Actions to take:
1 – In the passage about love, list every quality that the quoted Bible verse gives to love.
2 – Extend the passage about love being difficult by writing on from the end of the Rilke quotation that closes it.

Selected passage:

*** Block opens ***

Would you say that love is a core experience of your life?
Perhaps you can live that question. Would you say that love is difficult? Most of us know how much the heart aches when love is missing or neglected. The Bible says "Love is Patient, Love is Kind, counts no wrongs, and holds no grudges". Although I know few who have learned to love that well, it means that to heal a broken heart requires to grow one's capacity to love.
Some seemingly love too much, but are actually hampered in the difficulty of finding compassion for one's own suffering. If you were to follow me, I would first show you compassion for yourself. Far too many suffer terribly from hating themselves. You are important to love.
A hundred years ago the Austrian poet Rainer Maria Rilke gave advice to a young man on growing from what is difficult, particularly learning to love. "People have (with the help of conventions) solved everything toward the easiest side of easy; but it is clear that we have to hold ourselves toward the difficult; everything alive holds to it, everything in Nature grows and is its own being from within itself. Also to love is good, but love is difficult. Loving from human being to human being: it is perhaps the most difficult task entrusted to us, the ultimate, the work for which all other work is mere preparation."

*** Block closes ***

Data supplied:

*** Block opens ***

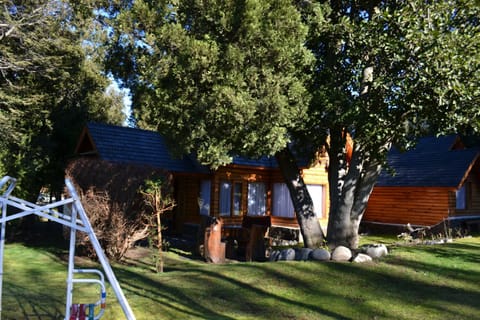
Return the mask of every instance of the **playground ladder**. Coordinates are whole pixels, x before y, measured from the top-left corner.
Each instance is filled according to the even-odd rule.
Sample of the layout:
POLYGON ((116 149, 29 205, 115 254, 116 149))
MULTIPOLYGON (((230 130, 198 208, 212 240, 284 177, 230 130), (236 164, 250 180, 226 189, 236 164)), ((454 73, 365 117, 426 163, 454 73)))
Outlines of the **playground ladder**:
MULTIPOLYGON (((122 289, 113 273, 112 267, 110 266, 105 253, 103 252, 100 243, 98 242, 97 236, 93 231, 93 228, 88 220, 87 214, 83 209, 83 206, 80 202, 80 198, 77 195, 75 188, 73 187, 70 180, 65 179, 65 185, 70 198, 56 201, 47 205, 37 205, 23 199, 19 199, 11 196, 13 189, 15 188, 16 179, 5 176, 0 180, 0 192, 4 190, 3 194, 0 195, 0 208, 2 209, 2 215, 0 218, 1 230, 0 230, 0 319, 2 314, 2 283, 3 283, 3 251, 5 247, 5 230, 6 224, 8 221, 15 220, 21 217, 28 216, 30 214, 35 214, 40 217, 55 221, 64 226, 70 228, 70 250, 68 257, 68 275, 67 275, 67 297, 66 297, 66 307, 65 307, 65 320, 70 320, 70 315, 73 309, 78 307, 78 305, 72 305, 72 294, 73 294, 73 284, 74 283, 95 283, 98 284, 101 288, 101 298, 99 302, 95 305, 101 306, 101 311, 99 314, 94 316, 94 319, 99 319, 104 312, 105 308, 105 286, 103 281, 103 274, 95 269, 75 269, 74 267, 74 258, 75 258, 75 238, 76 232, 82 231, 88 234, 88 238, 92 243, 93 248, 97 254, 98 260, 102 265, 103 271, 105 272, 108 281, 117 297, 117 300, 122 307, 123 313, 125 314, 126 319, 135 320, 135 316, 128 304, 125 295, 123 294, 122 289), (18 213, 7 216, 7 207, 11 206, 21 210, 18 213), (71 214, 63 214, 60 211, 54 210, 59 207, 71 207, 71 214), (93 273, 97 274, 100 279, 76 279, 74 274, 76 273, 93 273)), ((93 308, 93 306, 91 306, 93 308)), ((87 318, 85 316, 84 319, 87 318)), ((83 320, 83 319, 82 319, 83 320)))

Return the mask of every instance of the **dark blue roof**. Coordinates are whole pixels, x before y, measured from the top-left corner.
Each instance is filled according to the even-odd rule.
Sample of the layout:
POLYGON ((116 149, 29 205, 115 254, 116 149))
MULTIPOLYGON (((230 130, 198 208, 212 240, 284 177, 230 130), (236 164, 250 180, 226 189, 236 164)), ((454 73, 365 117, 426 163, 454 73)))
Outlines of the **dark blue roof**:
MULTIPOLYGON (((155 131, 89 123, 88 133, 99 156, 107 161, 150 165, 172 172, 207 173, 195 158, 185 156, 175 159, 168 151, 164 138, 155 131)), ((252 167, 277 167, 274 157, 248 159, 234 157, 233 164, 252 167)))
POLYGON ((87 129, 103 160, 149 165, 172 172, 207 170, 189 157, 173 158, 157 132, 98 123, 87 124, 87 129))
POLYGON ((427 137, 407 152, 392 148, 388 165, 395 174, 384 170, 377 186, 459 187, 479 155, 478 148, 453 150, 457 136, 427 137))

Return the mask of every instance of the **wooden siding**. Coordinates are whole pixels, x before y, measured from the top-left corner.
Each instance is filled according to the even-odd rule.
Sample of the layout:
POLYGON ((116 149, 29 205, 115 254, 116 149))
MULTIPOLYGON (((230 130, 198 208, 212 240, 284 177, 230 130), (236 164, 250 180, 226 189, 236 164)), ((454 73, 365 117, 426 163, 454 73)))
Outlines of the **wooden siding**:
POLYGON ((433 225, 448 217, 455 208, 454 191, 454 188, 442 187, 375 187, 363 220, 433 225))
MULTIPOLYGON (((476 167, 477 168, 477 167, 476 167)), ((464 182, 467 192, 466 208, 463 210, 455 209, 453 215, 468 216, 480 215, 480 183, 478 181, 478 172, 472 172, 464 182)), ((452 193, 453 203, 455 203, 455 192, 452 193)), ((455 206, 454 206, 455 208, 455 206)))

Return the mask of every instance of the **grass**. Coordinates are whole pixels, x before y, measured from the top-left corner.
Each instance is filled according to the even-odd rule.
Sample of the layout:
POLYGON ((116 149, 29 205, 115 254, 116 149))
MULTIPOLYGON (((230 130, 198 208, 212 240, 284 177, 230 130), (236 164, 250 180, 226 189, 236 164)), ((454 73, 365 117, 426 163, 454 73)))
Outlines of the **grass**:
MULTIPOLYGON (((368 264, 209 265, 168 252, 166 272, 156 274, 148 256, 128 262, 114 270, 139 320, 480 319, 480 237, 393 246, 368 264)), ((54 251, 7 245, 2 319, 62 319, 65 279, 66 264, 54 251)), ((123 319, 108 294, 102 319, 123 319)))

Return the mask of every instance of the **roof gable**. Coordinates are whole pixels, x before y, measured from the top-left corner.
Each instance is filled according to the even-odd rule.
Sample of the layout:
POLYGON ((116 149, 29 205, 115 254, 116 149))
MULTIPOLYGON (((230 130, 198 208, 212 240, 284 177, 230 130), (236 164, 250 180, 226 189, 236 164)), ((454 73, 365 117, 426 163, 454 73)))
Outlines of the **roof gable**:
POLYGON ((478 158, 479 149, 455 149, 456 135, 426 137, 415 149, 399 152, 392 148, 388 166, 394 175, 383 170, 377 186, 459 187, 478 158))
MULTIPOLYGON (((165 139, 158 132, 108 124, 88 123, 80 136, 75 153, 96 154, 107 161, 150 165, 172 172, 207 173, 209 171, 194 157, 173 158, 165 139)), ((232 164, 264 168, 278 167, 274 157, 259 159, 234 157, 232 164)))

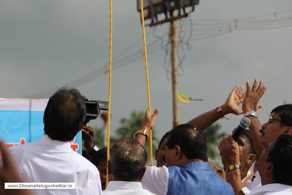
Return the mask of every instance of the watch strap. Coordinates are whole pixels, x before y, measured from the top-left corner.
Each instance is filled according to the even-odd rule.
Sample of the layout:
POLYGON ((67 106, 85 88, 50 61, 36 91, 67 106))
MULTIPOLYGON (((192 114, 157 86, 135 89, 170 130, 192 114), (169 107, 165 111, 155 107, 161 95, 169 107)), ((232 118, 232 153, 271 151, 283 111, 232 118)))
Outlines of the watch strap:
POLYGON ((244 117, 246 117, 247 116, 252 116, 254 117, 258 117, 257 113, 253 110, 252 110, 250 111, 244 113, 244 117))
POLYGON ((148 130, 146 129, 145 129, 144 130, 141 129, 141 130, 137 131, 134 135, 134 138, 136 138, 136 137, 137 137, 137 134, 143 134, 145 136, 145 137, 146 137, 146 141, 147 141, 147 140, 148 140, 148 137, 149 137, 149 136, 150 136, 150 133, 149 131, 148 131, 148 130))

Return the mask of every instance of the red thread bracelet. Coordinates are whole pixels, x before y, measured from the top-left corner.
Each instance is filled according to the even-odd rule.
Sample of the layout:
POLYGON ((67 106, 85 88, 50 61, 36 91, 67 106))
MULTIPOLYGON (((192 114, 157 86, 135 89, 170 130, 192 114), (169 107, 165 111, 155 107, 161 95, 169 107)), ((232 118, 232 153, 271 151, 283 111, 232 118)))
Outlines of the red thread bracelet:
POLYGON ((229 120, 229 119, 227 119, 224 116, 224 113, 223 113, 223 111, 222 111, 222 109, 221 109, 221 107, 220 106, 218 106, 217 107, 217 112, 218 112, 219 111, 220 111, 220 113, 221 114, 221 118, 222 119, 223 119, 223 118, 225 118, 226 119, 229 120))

*** Block closes ***

Answers for each item:
1 – Love is patient, love is kind, love counts no wrongs, and love holds no grudges.

2 –
A few years ago cardiologist Dean Ornish was the first to prove that heart disease could be reversed by change in lifestyle, and wrote a book "Love and Survival" on the scientific basis identifying love and intimacy as the greatest healing power that exists. "I am not aware of any other factor in medicine -- not diet, not smoking, not exercise, not stress, not genetics, not drugs, not surgery -- that has a greater impact on our quality of life, incidence of illness, and premature death from all causes."
Children treated with a loving heart learn more and develop better. Would you say the same applies to adults and older people? My individual work with thousands of adults over thirty years has impressed on me the sensitivity and fragility of the human psyche, particularly the suffering caused by an impaired or undeveloped capacity to love one's own nature and being. Fortunately, it is now known that development does not stop after childhood and that the brain continues to develop lifelong, so that at any point in one's life a real opportunity exists to guide one's development into the future. The willingness to go for one's healing is the key to a loving heart.